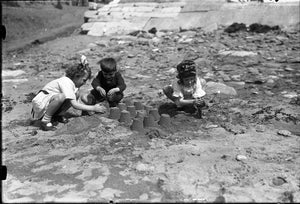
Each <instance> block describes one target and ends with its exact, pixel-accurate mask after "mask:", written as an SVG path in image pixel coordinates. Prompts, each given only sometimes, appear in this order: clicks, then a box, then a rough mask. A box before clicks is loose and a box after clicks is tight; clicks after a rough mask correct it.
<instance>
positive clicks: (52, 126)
mask: <svg viewBox="0 0 300 204" xmlns="http://www.w3.org/2000/svg"><path fill="white" fill-rule="evenodd" d="M41 129H42V130H44V131H49V130H50V131H54V130H56V127H54V126H53V124H52V123H51V122H41Z"/></svg>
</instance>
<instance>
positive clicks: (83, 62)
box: [31, 56, 105, 131]
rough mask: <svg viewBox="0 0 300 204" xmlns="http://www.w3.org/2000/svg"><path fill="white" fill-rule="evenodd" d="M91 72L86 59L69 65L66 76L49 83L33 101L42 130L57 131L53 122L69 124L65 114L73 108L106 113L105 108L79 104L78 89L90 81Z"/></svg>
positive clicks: (44, 87)
mask: <svg viewBox="0 0 300 204" xmlns="http://www.w3.org/2000/svg"><path fill="white" fill-rule="evenodd" d="M90 77H91V70H90V68H89V66H88V64H87V61H86V58H85V57H84V56H83V57H82V62H81V63H79V64H77V63H76V64H74V65H69V66H68V67H67V70H66V75H65V76H63V77H61V78H58V79H55V80H53V81H50V82H49V83H47V84H46V85H45V86H44V87H43V88H42V89H41V90H40V91H39V92H38V94H37V95H36V96H35V97H34V98H33V100H32V111H31V114H32V117H33V119H36V120H41V129H42V130H45V131H48V130H55V129H56V128H55V127H54V126H53V124H52V122H53V121H57V122H62V123H67V122H68V119H67V118H66V117H64V116H63V114H64V113H65V112H66V111H67V110H68V109H69V108H70V107H71V106H72V107H73V108H75V109H79V110H85V111H95V112H100V113H104V112H105V108H104V107H101V106H91V105H85V104H82V103H79V102H78V101H77V99H78V97H79V96H78V92H77V91H78V88H80V87H81V86H82V85H83V84H85V82H86V81H87V80H88V79H90Z"/></svg>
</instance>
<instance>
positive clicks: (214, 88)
mask: <svg viewBox="0 0 300 204" xmlns="http://www.w3.org/2000/svg"><path fill="white" fill-rule="evenodd" d="M205 92H206V94H216V93H221V94H225V95H237V92H236V90H235V89H234V88H233V87H230V86H227V85H225V84H223V83H219V82H212V81H209V82H207V83H206V88H205Z"/></svg>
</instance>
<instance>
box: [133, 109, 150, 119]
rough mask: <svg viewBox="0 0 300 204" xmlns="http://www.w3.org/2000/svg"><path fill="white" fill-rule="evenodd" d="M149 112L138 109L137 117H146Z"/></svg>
mask: <svg viewBox="0 0 300 204" xmlns="http://www.w3.org/2000/svg"><path fill="white" fill-rule="evenodd" d="M146 115H147V112H146V111H145V110H137V111H136V116H135V117H136V118H144V117H146Z"/></svg>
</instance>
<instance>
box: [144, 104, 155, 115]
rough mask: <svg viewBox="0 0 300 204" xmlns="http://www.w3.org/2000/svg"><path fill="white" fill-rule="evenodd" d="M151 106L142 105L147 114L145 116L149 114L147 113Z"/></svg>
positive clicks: (148, 111) (147, 112) (148, 110)
mask: <svg viewBox="0 0 300 204" xmlns="http://www.w3.org/2000/svg"><path fill="white" fill-rule="evenodd" d="M152 108H153V107H152V106H148V105H144V109H145V111H146V112H147V114H149V111H150V110H151V109H152Z"/></svg>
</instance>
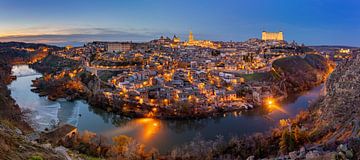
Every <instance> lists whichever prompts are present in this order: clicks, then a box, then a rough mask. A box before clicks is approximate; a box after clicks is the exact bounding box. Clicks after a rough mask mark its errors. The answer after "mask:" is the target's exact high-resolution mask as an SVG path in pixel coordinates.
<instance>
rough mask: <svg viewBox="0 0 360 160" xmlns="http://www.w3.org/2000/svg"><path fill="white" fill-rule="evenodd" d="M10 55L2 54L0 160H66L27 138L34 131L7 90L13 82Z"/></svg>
mask: <svg viewBox="0 0 360 160" xmlns="http://www.w3.org/2000/svg"><path fill="white" fill-rule="evenodd" d="M1 49H2V48H1V45H0V50H1ZM8 55H9V54H2V53H0V159H11V160H17V159H36V158H37V159H39V158H42V159H54V160H57V159H65V157H64V156H62V155H61V154H59V153H56V152H55V151H54V150H53V149H51V148H46V147H43V146H41V145H40V144H36V143H33V142H31V141H29V140H28V139H27V138H26V135H28V134H29V133H31V132H32V131H33V130H32V128H30V126H29V125H28V124H27V123H26V122H27V119H26V116H24V115H25V113H24V112H23V111H21V110H20V108H19V106H18V105H17V104H16V102H15V100H14V99H12V97H11V96H10V93H11V92H10V90H9V89H8V88H7V85H8V84H9V83H10V82H11V80H12V77H11V76H10V75H11V67H12V66H11V65H10V64H9V62H10V61H11V60H12V59H13V57H9V56H8Z"/></svg>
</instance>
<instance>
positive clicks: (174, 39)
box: [173, 35, 180, 43]
mask: <svg viewBox="0 0 360 160" xmlns="http://www.w3.org/2000/svg"><path fill="white" fill-rule="evenodd" d="M173 42H174V43H180V38H179V37H176V36H175V35H174V37H173Z"/></svg>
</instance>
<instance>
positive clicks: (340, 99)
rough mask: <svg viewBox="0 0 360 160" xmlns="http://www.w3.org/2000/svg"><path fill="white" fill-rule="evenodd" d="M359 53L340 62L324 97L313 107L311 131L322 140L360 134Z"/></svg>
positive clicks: (313, 133) (330, 81)
mask: <svg viewBox="0 0 360 160" xmlns="http://www.w3.org/2000/svg"><path fill="white" fill-rule="evenodd" d="M359 75H360V55H357V56H354V58H353V59H351V60H348V61H345V62H343V63H341V64H339V65H338V66H337V67H336V69H335V70H334V72H333V73H332V74H331V75H330V77H329V78H328V79H327V81H326V84H325V93H324V96H323V97H322V99H321V100H320V101H319V102H318V103H317V104H315V105H314V106H313V107H312V108H311V113H312V116H311V118H312V123H313V124H314V125H313V128H312V133H313V134H318V135H317V136H318V137H319V138H318V139H317V140H318V141H319V142H321V143H332V142H335V141H343V140H346V139H348V138H356V137H359V136H360V132H359V131H360V123H359V121H360V76H359Z"/></svg>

_Brief_.
Please print the records above once more, word for word, omitting all pictures.

_Solution below_.
Each <instance> block describes one target and ends with its exact, pixel-accurate mask after "mask:", written as an SVG path in image pixel coordinates. Prompts, each given only sometimes, appear in this order: clicks, then a box, then a rough mask. A box before clicks is loose and a box after clicks is tight; clicks after a rough mask correct it.
<instance>
positive clicks: (52, 126)
mask: <svg viewBox="0 0 300 204" xmlns="http://www.w3.org/2000/svg"><path fill="white" fill-rule="evenodd" d="M41 129H42V130H44V131H49V130H50V131H54V130H56V127H54V126H53V124H52V123H51V122H41Z"/></svg>
</instance>
<instance>
positive clicks: (83, 62)
box: [31, 56, 105, 131]
rough mask: <svg viewBox="0 0 300 204" xmlns="http://www.w3.org/2000/svg"><path fill="white" fill-rule="evenodd" d="M91 72L86 59L69 65L66 76L49 83L33 101L42 130L57 131L53 122L69 124L65 114L73 108L106 113L105 108L79 104L78 89L90 81Z"/></svg>
positive clicks: (44, 87)
mask: <svg viewBox="0 0 300 204" xmlns="http://www.w3.org/2000/svg"><path fill="white" fill-rule="evenodd" d="M90 77H91V70H90V68H89V66H88V64H87V61H86V58H85V57H84V56H83V57H82V62H81V63H79V64H77V63H76V64H74V65H69V66H68V67H67V70H66V75H65V76H63V77H61V78H58V79H55V80H53V81H50V82H49V83H47V84H46V85H45V86H44V87H43V88H42V89H41V90H40V91H39V92H38V94H37V95H36V96H35V97H34V98H33V100H32V111H31V114H32V117H33V119H36V120H41V129H42V130H45V131H48V130H55V129H56V128H55V127H54V126H53V124H52V122H53V121H57V122H62V123H67V122H68V119H67V118H66V117H64V116H63V114H64V113H65V112H66V111H67V110H68V109H69V108H70V107H71V106H72V107H73V108H75V109H79V110H85V111H95V112H100V113H104V112H105V108H104V107H101V106H91V105H85V104H82V103H79V102H78V101H77V99H78V97H79V96H78V92H77V91H78V88H80V87H81V86H82V85H83V84H85V82H86V81H87V80H88V79H90Z"/></svg>
</instance>
<instance>
positive clicks: (214, 88)
mask: <svg viewBox="0 0 300 204" xmlns="http://www.w3.org/2000/svg"><path fill="white" fill-rule="evenodd" d="M205 92H206V94H216V93H221V94H225V95H237V92H236V90H235V89H234V88H233V87H230V86H227V85H225V84H223V83H219V82H212V81H209V82H207V83H206V88H205Z"/></svg>
</instance>
<instance>
box: [133, 109, 150, 119]
rough mask: <svg viewBox="0 0 300 204" xmlns="http://www.w3.org/2000/svg"><path fill="white" fill-rule="evenodd" d="M149 112L138 109L137 117H146Z"/></svg>
mask: <svg viewBox="0 0 300 204" xmlns="http://www.w3.org/2000/svg"><path fill="white" fill-rule="evenodd" d="M146 115H147V112H146V111H145V110H137V111H136V116H135V117H136V118H144V117H146Z"/></svg>
</instance>
<instance>
box: [144, 104, 155, 115]
rough mask: <svg viewBox="0 0 300 204" xmlns="http://www.w3.org/2000/svg"><path fill="white" fill-rule="evenodd" d="M151 106L142 105L147 114L145 116L149 114L147 113Z"/></svg>
positive clicks: (148, 111) (147, 112) (148, 110)
mask: <svg viewBox="0 0 300 204" xmlns="http://www.w3.org/2000/svg"><path fill="white" fill-rule="evenodd" d="M152 108H153V107H152V106H148V105H144V109H145V111H146V112H147V114H149V111H150V110H151V109H152Z"/></svg>
</instance>
Every <instance> lists whichever prompts are present in this order: clicks, then a box, then a rough mask. A box before clicks is approximate; a box after clicks is the exact bounding box. Clicks after a rough mask mark its errors. The answer after "mask:" is the target's exact high-resolution mask as an SVG path in pixel coordinates.
<instance>
rough mask: <svg viewBox="0 0 360 160" xmlns="http://www.w3.org/2000/svg"><path fill="white" fill-rule="evenodd" d="M10 55L2 54L0 160H66L27 138L34 131L7 90L13 82Z"/></svg>
mask: <svg viewBox="0 0 360 160" xmlns="http://www.w3.org/2000/svg"><path fill="white" fill-rule="evenodd" d="M1 49H2V48H1V45H0V50H1ZM8 55H9V54H2V53H0V159H11V160H17V159H36V158H37V159H39V158H42V159H54V160H57V159H65V157H64V156H62V155H61V154H59V153H56V152H55V151H54V150H53V149H51V148H46V147H43V146H41V145H40V144H36V143H33V142H31V141H29V140H28V139H27V138H26V135H28V134H29V133H31V132H32V131H33V130H32V128H30V126H29V125H28V124H27V123H26V122H27V119H26V116H24V115H25V113H24V112H23V111H21V110H20V108H19V106H18V105H17V104H16V102H15V100H14V99H12V97H11V96H10V93H11V92H10V90H9V89H8V88H7V85H8V84H9V83H10V82H11V80H12V77H11V76H10V75H11V67H12V66H11V65H10V64H9V62H10V61H11V60H12V59H13V57H9V56H8Z"/></svg>
</instance>
<instance>
positive clicks: (174, 39)
box: [173, 35, 180, 43]
mask: <svg viewBox="0 0 360 160" xmlns="http://www.w3.org/2000/svg"><path fill="white" fill-rule="evenodd" d="M173 42H174V43H180V38H179V37H176V36H175V35H174V37H173Z"/></svg>
</instance>
<instance>
positive clicks: (340, 99)
rough mask: <svg viewBox="0 0 360 160" xmlns="http://www.w3.org/2000/svg"><path fill="white" fill-rule="evenodd" d="M359 53L340 62L324 97L313 107L311 131L322 140L360 134Z"/></svg>
positive clicks: (313, 133) (330, 81)
mask: <svg viewBox="0 0 360 160" xmlns="http://www.w3.org/2000/svg"><path fill="white" fill-rule="evenodd" d="M359 75H360V55H357V56H354V58H353V59H351V60H348V61H345V62H343V63H341V64H339V65H338V66H337V67H336V69H335V70H334V72H333V73H332V74H331V75H330V77H329V78H328V79H327V81H326V84H325V93H324V96H323V97H322V99H321V100H320V101H319V102H318V103H317V104H315V105H314V106H313V107H312V108H311V113H312V116H311V118H312V123H313V124H314V125H313V128H312V133H313V134H318V135H317V136H318V137H319V138H318V139H317V140H318V141H319V142H321V143H332V142H335V141H343V140H346V139H348V138H356V137H359V136H360V132H359V131H360V123H359V121H360V76H359Z"/></svg>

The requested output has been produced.